### DIRECTIONS
[1] In the Howso article, rewrite the passage between "Co-founder and Chief Executive" and "have profound effects.", inclusive, and substitute "reporters" for "SiliconANGLE".
[2] Using the article about Howso's open-source AI engine, answer these questions:
(a) What name did Howso go by before?
(b) What title does Chris Hazard hold at the company?
(c) Which three examples of life-affecting decisions does Capps give?
[3] Continue the article about Howso's open-source AI engine from the point where it stops.

### DOCUMENT TEXT
◆ ◆ ◆ ◆

UPDATED 10:00 EDT / SEPTEMBER 13 2023

AI

Howso launches fully auditable and explainable open-source AI engine

Howso, formerly known as Diveplane, the provider of accurate and explainable machine learning models, today announced that it is releasing the Howso Engine into open-source as an alternative to what it calls black box AI libraries in use today.

Co-founder and Chief Executive Mike Capps and co-founder and Chief Technology Officer Chris Hazard told SiliconANGLE in an interview that they founded the company to change how AI was used in people’s lives, because obscure black boxes can be problematic when decisions being made by them can have profound effects.

“Chris and I started this company entirely like how do we kill black box, which is kind of a negative statement,” said Capps. “But you know, that approach of ‘It’s being used improperly,’ and decisions are where people’s lives are in the balance, whether it’s parole, or college or cars, you name it.”

◆ ◆ ◆ ◆

### DATA FOR REVIEW
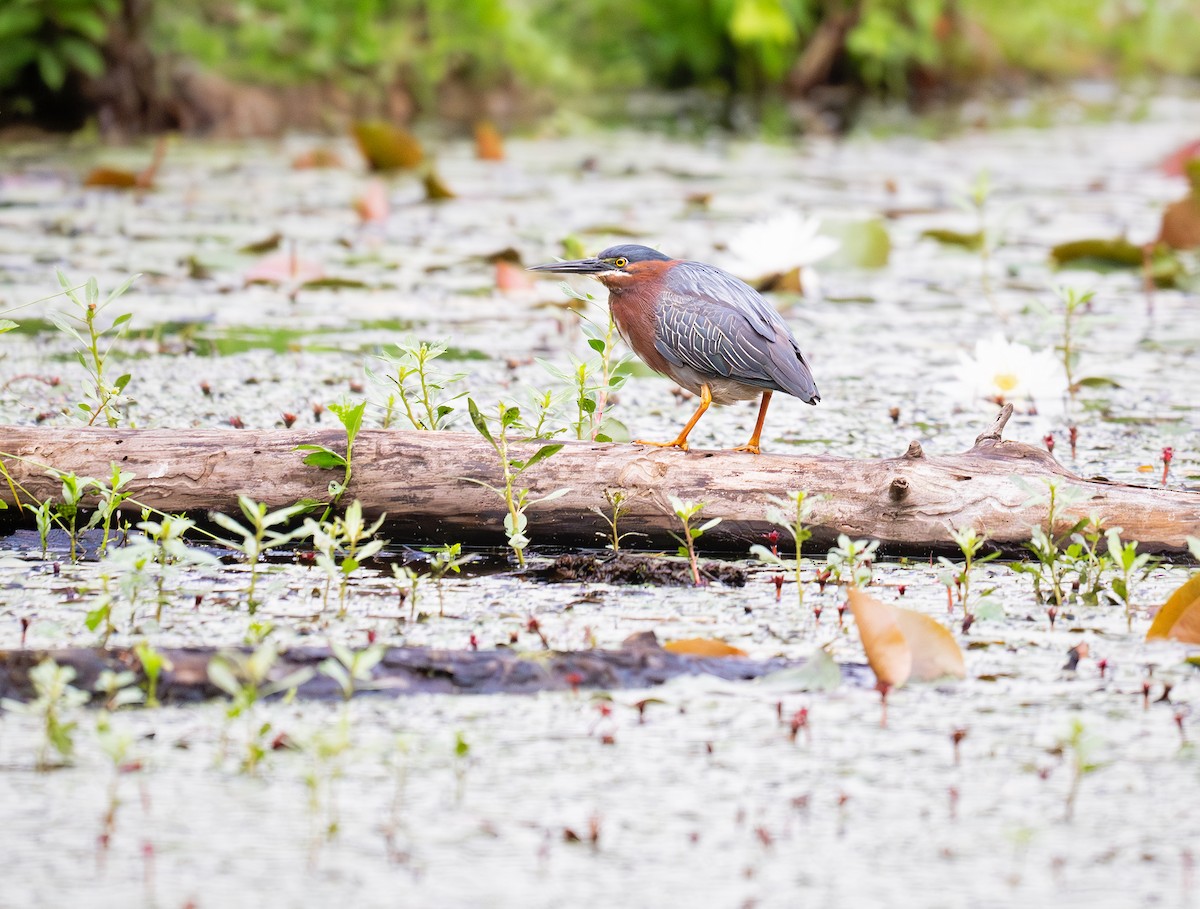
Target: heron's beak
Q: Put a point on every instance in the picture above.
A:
(579, 266)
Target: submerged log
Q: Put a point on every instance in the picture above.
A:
(639, 663)
(911, 503)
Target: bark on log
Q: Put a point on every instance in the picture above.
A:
(911, 503)
(639, 663)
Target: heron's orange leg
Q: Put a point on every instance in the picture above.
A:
(753, 445)
(706, 398)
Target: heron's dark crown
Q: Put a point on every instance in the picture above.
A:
(634, 253)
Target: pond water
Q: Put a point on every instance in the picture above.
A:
(579, 796)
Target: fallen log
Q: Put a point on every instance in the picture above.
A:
(639, 663)
(910, 503)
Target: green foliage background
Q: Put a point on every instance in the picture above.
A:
(579, 47)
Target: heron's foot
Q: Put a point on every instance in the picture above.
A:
(681, 443)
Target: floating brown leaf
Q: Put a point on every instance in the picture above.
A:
(1116, 252)
(372, 206)
(267, 245)
(1176, 162)
(489, 143)
(112, 178)
(702, 646)
(282, 269)
(317, 158)
(117, 179)
(387, 146)
(903, 644)
(436, 190)
(511, 277)
(955, 238)
(1181, 223)
(1180, 616)
(887, 651)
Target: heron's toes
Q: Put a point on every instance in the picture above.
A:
(682, 444)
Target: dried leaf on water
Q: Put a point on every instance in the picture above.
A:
(955, 238)
(259, 247)
(1175, 164)
(317, 158)
(1181, 223)
(903, 644)
(489, 143)
(282, 269)
(436, 190)
(387, 146)
(887, 651)
(118, 179)
(513, 277)
(1098, 253)
(702, 646)
(1180, 616)
(372, 206)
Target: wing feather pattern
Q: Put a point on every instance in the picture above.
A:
(711, 321)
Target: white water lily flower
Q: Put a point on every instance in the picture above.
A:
(1002, 371)
(781, 246)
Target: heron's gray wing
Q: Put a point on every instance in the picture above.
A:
(713, 323)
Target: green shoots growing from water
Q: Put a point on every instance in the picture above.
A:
(423, 391)
(445, 559)
(258, 535)
(1074, 305)
(852, 561)
(54, 698)
(618, 507)
(516, 500)
(957, 576)
(351, 416)
(1050, 565)
(1128, 561)
(688, 511)
(103, 397)
(791, 513)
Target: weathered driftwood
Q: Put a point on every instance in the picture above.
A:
(910, 503)
(639, 663)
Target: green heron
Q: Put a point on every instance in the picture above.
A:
(711, 332)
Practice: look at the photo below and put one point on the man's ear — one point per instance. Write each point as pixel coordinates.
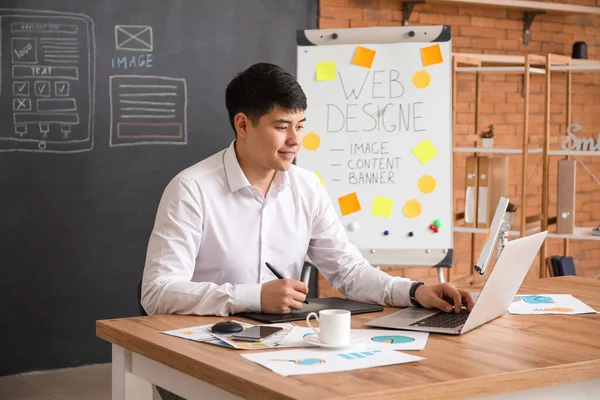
(241, 123)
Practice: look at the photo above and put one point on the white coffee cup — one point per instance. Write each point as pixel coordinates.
(334, 326)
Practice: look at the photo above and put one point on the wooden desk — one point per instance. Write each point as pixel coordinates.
(509, 354)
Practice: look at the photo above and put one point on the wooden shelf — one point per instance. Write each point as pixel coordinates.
(501, 59)
(577, 68)
(495, 150)
(524, 5)
(501, 69)
(580, 233)
(573, 153)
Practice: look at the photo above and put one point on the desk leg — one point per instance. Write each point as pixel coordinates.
(125, 385)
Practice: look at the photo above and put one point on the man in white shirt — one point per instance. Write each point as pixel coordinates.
(222, 219)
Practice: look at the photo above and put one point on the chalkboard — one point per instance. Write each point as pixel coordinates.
(101, 104)
(379, 136)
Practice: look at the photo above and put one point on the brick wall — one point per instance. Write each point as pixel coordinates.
(500, 31)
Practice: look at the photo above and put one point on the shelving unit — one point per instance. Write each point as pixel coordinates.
(529, 8)
(480, 64)
(554, 64)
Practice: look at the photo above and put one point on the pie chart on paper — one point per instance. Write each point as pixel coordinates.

◆ ◆ ◆ ◆

### EXPECTED RESPONSES
[1]
Co-founder and Chief Executive Mike Capps and co-founder and Chief Technology Officer Chris Hazard told reporters in an interview that they founded the company to change how AI was used in people’s lives, because obscure black boxes can be problematic when decisions being made by them can have profound effects.

[2]
(a) Diveplane
(b) Co-founder and Chief Technology Officer
(c) Parole, college and cars

[3]
The Howso Engine is built on instance-based learning. Capps said that unlike neural networks, AI built on IBL is fully explainable. Examples of neural network machine learning technologies include popular frameworks include PyTorch, developed by Meta Platform Inc.’s Facebook AI Research and JAX.

Instance-based learning is a type of machine learning that uses algorithms to make predictions about future data, but instead of creating predictions, it stores training data and then searches for comparable points to create predictions. As a result, it doesn’t make assumptions about the data, which makes it easier to understand its outcomes and trace its decisions. Unlike neural networks, IBL’s predictions, outcomes and labels can be fully audited and interrogated back to their source data, allowing users to determine and correct mistakes or biases.

Hazard likened the problem of lacking explainability in AI back to failing to communicating how it came to a decision, because in the end it’s the source data and the decisions of the academics and the data scientists that lead to the outcomes.

“The thing to me that resonates the most is not so much the books and stories about robots, it’s about decisions where there’s some soothsayer or some process where the ‘why’ wasn’t communicated,” said Hazard. “Like ‘Macbeth who shall not be killed by anyone of woman born,’ or whatever. And well, there’s a piece missing, there was the explanation.”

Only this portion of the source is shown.